→ Challenge A
Rewrite the paragraph beginning "I looked into it once" in the apartment maintenance thread below as a short bulleted list that keeps its main facts.

# What is it like being an apartment maintenance technician



## samaka (Nov 7, 2012)

I have been working at sea as boat engineer, which is basically a glorified mechanic/all rounder.

I am looking into a land job to be stable and possibly go to school for something else at night.

I was looking into an apartment maintenance technician job. Mostly because I don't like commuting, I like the idea of steady work, being on land and having reduced rent.

Can anyway tell me exactly how much the rent discount typically is?

What do these jobs usually pay? I know I will make a lot less than what I make now but is the pay different for different states?

Thanks


----------



## FRAME2FINISH (Aug 31, 2010)

Yea you will be a hack they don't really pay my buddy does it but doesn't rent he's paid as a contractor he just hasn't figured out he isn't making money

He uses it to subsidize his carpet business where he does make good money

Carpet guy doing carpentry see what I mean lol


----------



## Michaeljp86 (Apr 10, 2007)

I looked into it once, the places I seen normaly gave you a free apartment and paid you like $7hr. I was wanting to pick up some places like FRAME2 just said for some extra income but they didnt want to hire a contractor. They wanted so cheap DIY guy for min wage. A friend of a friend tried to get me to work at his hotel as a handy man. You had to use your own tools and work for $8 hr.

My dad is into rentals and its a struggle to make any money. They are taxed to death so I can understand why they skimp on building maintnence.


----------



## realelectrician (Jul 13, 2011)

The work is horrible. I did it for less then a year for a 100 unit garden style complex.

Mostly snaking drains, replacing p traps and little annoying **** requests from tenants. And the worst is on call every other weekend for emergencies.

→ Task input
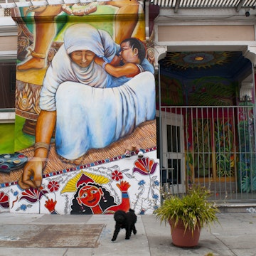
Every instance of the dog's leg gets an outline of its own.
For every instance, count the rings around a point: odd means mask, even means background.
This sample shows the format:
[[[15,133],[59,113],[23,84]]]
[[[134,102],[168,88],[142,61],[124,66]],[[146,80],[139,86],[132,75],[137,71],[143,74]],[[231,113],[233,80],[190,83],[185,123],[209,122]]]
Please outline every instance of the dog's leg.
[[[129,239],[132,233],[131,226],[129,225],[126,228],[125,239]]]
[[[120,229],[121,229],[121,227],[119,225],[116,224],[115,228],[114,228],[113,238],[111,240],[112,241],[114,242],[116,240],[116,239],[117,238],[117,235],[118,235],[119,232],[120,231]]]
[[[133,226],[132,226],[132,231],[133,231],[133,233],[134,235],[136,235],[137,233],[137,230],[136,230],[136,228],[135,228],[135,225],[134,224]]]

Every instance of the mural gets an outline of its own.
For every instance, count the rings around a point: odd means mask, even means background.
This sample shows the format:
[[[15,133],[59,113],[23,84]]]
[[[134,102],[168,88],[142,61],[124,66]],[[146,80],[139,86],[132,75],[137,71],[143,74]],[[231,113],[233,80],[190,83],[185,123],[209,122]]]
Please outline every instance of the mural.
[[[15,151],[23,158],[12,169],[16,156],[10,156],[1,174],[1,207],[152,213],[160,203],[156,95],[142,6],[37,6],[14,9],[12,16],[18,23]]]

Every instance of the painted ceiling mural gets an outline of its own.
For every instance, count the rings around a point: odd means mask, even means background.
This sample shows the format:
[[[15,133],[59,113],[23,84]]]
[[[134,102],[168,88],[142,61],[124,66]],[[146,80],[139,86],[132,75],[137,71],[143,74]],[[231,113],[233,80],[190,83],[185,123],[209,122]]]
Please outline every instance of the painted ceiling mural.
[[[251,72],[242,52],[170,52],[159,63],[164,105],[235,105]]]

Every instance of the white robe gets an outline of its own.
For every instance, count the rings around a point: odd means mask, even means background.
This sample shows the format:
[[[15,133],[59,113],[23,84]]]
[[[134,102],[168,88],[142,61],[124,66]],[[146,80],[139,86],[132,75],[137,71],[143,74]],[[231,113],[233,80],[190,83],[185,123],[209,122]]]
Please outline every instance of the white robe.
[[[85,23],[67,29],[64,44],[54,56],[44,78],[40,107],[57,112],[55,144],[58,154],[75,159],[89,149],[103,148],[129,134],[155,117],[154,77],[144,72],[119,87],[94,61],[87,68],[69,54],[90,50],[110,62],[119,46],[104,31]],[[142,62],[145,70],[152,66]],[[124,84],[123,84],[124,83]]]
[[[149,72],[114,88],[63,83],[56,94],[58,154],[75,159],[131,134],[155,118],[155,100],[154,77]]]

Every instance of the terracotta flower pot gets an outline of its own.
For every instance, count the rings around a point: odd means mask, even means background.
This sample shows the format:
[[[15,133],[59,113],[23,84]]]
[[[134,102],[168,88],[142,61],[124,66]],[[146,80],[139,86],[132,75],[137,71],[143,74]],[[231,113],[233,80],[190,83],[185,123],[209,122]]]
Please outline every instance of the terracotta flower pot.
[[[169,220],[169,223],[174,245],[181,247],[193,247],[198,245],[201,233],[200,227],[195,229],[192,235],[192,231],[188,228],[184,232],[185,228],[182,221],[179,221],[175,228],[173,228],[174,225],[171,220]]]

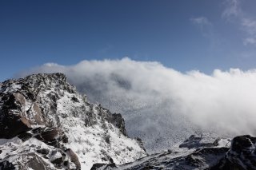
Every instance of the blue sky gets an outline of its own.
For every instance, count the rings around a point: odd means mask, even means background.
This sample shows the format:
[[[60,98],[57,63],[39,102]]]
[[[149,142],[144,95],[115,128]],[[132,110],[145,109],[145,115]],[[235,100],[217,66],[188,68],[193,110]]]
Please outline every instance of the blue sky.
[[[0,1],[0,81],[46,62],[157,61],[181,72],[250,69],[254,0]]]

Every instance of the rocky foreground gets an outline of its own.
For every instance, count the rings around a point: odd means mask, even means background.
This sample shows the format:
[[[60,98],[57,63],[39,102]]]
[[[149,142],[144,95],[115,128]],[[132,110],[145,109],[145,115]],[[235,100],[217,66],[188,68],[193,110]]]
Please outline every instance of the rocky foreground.
[[[179,146],[134,162],[117,165],[95,164],[92,169],[256,169],[256,138],[240,136],[232,140],[214,135],[192,135]]]
[[[256,138],[195,134],[148,156],[120,114],[90,103],[62,73],[0,83],[0,170],[256,169]]]

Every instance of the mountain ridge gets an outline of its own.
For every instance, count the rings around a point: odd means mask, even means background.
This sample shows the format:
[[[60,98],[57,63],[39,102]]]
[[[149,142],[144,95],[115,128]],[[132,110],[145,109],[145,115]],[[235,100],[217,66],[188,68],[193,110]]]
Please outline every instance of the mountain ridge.
[[[141,140],[127,136],[120,113],[90,103],[62,73],[6,81],[0,101],[3,169],[89,169],[147,155]]]

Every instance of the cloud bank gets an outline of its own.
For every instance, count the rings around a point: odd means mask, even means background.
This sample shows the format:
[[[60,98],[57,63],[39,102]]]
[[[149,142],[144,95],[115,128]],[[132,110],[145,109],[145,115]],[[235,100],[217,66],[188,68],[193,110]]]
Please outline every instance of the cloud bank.
[[[167,148],[194,131],[222,135],[256,132],[256,70],[182,73],[158,62],[82,61],[45,64],[24,72],[62,72],[94,102],[124,115],[128,133],[150,152]]]

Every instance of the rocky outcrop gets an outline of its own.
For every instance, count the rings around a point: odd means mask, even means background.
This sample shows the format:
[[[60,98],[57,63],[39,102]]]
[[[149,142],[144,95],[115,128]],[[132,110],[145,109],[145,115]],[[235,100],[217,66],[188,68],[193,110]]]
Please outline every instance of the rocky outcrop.
[[[216,135],[195,134],[178,148],[153,154],[123,165],[95,164],[91,169],[256,169],[256,137],[249,135],[221,139]]]
[[[146,155],[121,114],[90,103],[62,73],[0,84],[0,169],[90,169]]]
[[[250,135],[236,136],[226,156],[213,170],[246,170],[256,169],[256,137]]]

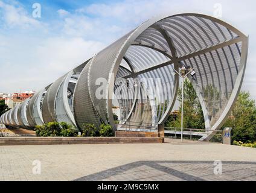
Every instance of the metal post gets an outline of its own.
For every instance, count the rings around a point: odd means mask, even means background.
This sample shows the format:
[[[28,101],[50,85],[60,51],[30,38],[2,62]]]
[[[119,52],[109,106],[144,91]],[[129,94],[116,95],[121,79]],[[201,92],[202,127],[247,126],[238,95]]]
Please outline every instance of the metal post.
[[[190,130],[190,140],[192,140],[192,130]]]
[[[184,95],[184,78],[182,78],[182,95],[181,96],[181,141],[183,140],[183,97]]]
[[[175,139],[177,138],[176,134],[176,128],[174,128],[174,134],[175,134]]]
[[[207,129],[207,142],[209,142],[209,130]]]

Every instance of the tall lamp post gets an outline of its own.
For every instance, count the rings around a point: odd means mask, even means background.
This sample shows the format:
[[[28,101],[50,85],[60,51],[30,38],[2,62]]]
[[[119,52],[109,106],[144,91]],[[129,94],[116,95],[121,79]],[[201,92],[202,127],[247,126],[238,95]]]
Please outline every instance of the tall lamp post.
[[[192,77],[196,75],[196,72],[194,71],[194,68],[191,68],[190,66],[188,66],[187,68],[185,67],[184,65],[182,66],[181,69],[181,72],[179,73],[174,69],[173,69],[175,72],[179,74],[181,77],[182,80],[182,96],[181,96],[181,141],[183,140],[183,101],[184,96],[184,78],[186,78],[188,74],[190,74],[190,75]]]

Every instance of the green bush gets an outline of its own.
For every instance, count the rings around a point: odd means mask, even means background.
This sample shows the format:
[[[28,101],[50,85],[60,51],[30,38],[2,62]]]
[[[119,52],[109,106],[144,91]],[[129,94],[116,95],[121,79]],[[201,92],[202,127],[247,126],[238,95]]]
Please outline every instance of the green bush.
[[[62,127],[60,134],[63,137],[75,137],[77,136],[78,130],[76,127],[65,122],[60,123]]]
[[[110,125],[102,124],[100,125],[100,134],[102,137],[110,137],[113,136],[113,130]]]
[[[94,124],[84,124],[82,125],[82,136],[83,137],[97,137],[100,136],[98,130]]]
[[[253,143],[247,143],[244,144],[242,141],[233,141],[233,145],[238,145],[238,146],[243,146],[243,147],[253,147],[256,148],[256,142]]]
[[[36,136],[40,137],[72,137],[77,135],[75,127],[65,122],[60,124],[50,122],[43,125],[36,125],[35,130]]]

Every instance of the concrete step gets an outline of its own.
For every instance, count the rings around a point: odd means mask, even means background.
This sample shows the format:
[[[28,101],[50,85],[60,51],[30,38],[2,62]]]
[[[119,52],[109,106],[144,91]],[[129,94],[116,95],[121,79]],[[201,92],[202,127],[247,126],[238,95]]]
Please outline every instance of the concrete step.
[[[162,143],[161,138],[118,137],[3,137],[1,145],[106,144],[156,144]]]
[[[115,131],[115,136],[118,138],[158,138],[158,132],[144,132],[144,131]]]

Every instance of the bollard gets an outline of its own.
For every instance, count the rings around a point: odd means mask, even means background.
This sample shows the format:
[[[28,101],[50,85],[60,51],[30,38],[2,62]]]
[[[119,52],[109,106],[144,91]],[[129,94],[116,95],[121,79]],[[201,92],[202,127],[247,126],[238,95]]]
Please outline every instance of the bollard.
[[[223,144],[231,145],[231,127],[225,127],[223,130]]]
[[[163,124],[158,124],[158,131],[159,138],[162,138],[162,142],[164,142],[164,125]]]

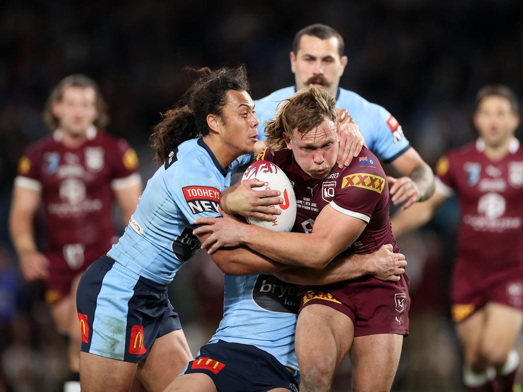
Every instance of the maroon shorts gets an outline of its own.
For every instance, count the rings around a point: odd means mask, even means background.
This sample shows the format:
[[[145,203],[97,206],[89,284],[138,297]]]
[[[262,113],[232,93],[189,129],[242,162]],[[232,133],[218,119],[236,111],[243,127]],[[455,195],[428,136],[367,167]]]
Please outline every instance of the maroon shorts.
[[[53,305],[67,296],[74,278],[105,255],[110,245],[86,247],[83,244],[65,245],[61,251],[49,252],[49,279],[47,281],[46,301]]]
[[[347,315],[354,325],[354,336],[378,333],[408,335],[408,278],[383,282],[362,277],[325,286],[305,286],[298,292],[300,310],[318,304]]]
[[[488,302],[523,310],[523,268],[517,264],[487,268],[458,259],[450,289],[452,319],[464,321]]]

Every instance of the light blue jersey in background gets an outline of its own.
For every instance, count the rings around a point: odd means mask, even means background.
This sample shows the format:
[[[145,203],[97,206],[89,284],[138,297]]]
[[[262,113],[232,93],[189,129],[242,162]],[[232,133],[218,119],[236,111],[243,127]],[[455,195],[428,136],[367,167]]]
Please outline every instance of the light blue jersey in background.
[[[277,90],[261,99],[254,101],[260,140],[265,139],[265,123],[276,115],[280,102],[290,98],[296,92],[291,86]],[[338,88],[336,107],[345,109],[353,117],[360,128],[367,145],[384,163],[389,163],[410,148],[403,135],[401,125],[385,108],[372,103],[348,90]]]

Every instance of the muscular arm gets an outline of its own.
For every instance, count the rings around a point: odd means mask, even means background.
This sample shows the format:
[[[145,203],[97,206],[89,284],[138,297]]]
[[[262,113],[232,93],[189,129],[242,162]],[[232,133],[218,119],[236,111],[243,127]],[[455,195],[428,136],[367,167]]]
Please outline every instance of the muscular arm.
[[[319,269],[354,242],[367,224],[329,205],[320,213],[309,234],[275,233],[228,218],[199,218],[195,223],[208,225],[197,229],[197,234],[212,233],[202,245],[210,254],[223,246],[243,245],[278,262]]]
[[[49,261],[37,249],[33,231],[35,214],[41,200],[40,191],[15,185],[9,216],[9,233],[22,273],[29,281],[49,276]]]
[[[392,232],[401,237],[430,220],[436,211],[448,198],[448,196],[436,191],[432,197],[422,203],[416,203],[408,210],[398,212],[392,218]]]
[[[403,209],[417,201],[428,200],[434,193],[434,175],[412,147],[392,161],[392,167],[402,177],[389,177],[390,194],[395,205],[405,202]]]

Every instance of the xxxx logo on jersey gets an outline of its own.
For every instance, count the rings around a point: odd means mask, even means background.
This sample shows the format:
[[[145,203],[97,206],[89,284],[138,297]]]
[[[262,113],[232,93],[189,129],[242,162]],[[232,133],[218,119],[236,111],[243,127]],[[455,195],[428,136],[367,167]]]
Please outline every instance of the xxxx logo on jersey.
[[[342,182],[342,188],[347,187],[357,187],[369,189],[378,193],[383,192],[385,179],[379,176],[368,173],[355,173],[346,176]]]

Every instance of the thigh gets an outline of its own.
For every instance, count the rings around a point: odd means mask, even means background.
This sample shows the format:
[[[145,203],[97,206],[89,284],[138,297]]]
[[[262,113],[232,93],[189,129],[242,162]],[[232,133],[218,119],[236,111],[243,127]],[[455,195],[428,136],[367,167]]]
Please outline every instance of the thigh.
[[[295,347],[302,372],[328,366],[332,374],[350,348],[354,326],[349,317],[317,304],[303,308],[296,326]]]
[[[469,365],[477,361],[486,317],[485,308],[483,308],[456,324],[456,332],[463,347],[465,362]]]
[[[192,359],[181,329],[154,341],[149,356],[138,365],[137,376],[147,390],[161,392]]]
[[[80,353],[82,392],[128,392],[132,385],[137,364]]]
[[[506,305],[490,302],[486,314],[481,351],[490,359],[503,363],[514,346],[523,324],[523,312]]]
[[[354,368],[353,390],[388,392],[394,381],[403,344],[403,336],[395,333],[355,338],[350,349]]]
[[[164,392],[218,392],[218,390],[207,374],[192,373],[177,377]]]

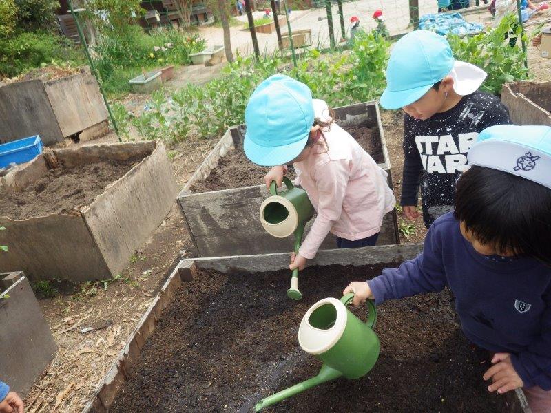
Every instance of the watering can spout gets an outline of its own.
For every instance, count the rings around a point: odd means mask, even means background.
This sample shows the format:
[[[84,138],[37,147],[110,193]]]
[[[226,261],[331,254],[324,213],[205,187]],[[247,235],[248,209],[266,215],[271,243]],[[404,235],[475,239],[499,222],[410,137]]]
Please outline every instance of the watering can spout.
[[[260,412],[262,409],[275,405],[286,399],[292,397],[299,393],[307,390],[308,389],[315,387],[320,384],[335,380],[335,379],[342,376],[342,373],[338,370],[331,368],[329,366],[324,364],[320,370],[320,372],[317,376],[309,379],[304,381],[295,384],[293,387],[288,389],[282,390],[278,393],[269,396],[265,399],[262,399],[260,401],[256,403],[254,407],[255,412]]]

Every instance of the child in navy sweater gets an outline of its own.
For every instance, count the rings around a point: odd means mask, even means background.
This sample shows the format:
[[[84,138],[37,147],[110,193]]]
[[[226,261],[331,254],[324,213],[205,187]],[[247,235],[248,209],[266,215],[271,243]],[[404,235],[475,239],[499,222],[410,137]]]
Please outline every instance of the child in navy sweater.
[[[549,412],[551,127],[489,127],[468,158],[455,210],[430,226],[423,252],[344,293],[380,304],[448,286],[465,335],[495,353],[488,391],[523,388],[533,413]]]

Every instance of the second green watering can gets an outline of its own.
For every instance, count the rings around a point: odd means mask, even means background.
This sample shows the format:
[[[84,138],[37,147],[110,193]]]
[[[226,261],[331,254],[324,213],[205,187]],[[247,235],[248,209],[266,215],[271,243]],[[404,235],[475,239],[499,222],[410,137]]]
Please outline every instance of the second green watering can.
[[[276,181],[272,181],[271,196],[260,205],[260,222],[268,233],[278,238],[285,238],[294,233],[295,253],[298,254],[304,226],[313,216],[314,208],[306,191],[293,186],[287,176],[283,177],[283,182],[287,189],[278,193]],[[298,269],[293,271],[287,295],[292,299],[302,298],[298,290]]]
[[[256,403],[255,410],[274,405],[304,390],[343,376],[359,379],[373,368],[379,358],[379,337],[372,330],[377,321],[373,301],[363,323],[346,306],[353,293],[340,300],[324,298],[312,306],[298,328],[298,343],[305,352],[323,361],[317,376],[272,394]]]

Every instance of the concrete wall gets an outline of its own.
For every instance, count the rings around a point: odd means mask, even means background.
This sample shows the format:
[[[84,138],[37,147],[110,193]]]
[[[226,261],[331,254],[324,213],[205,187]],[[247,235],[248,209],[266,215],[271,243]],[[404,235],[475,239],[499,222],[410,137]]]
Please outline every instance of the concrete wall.
[[[503,85],[501,101],[515,125],[551,126],[551,82],[521,81]]]
[[[18,277],[0,293],[0,297],[9,295],[0,298],[0,377],[24,396],[53,358],[57,344],[28,279]],[[0,278],[6,277],[0,274]]]

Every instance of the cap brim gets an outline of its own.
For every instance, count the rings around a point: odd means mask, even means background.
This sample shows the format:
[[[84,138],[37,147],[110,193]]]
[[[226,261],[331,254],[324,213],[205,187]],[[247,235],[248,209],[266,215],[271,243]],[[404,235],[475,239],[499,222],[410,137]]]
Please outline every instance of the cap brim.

→ Challenge B
Please output the lines of the listing exactly, from its start through the line that contains "[[[129,239],[132,233],[131,226],[129,225],[126,228],[125,239]]]", leaving the pictures out of your answer.

→ Task solution A
- The places looked at usually offered a free apartment and paid about $7 an hour.
- The writer hoped to pick up some of those places as a contractor for extra income, as FRAME2 had described, but they didn't want to hire a contractor.
- They wanted a cheap DIY worker for minimum wage.
- A friend of a friend offered handyman work at his hotel for $8 an hour, using one's own tools.

→ Task solution B
Every instance of the dog's leg gets an outline of its own.
For every instance, count the rings around a point: odd means mask, even means background.
This sample shows the format:
[[[15,133],[59,113],[23,84]]]
[[[134,102],[168,88],[142,61],[124,66]],[[146,80],[139,86],[132,75],[137,71],[143,74]],[[231,113],[233,80],[190,83],[185,123],[209,122]]]
Please outline every instance of the dog's leg.
[[[129,239],[132,233],[131,226],[129,225],[126,228],[125,239]]]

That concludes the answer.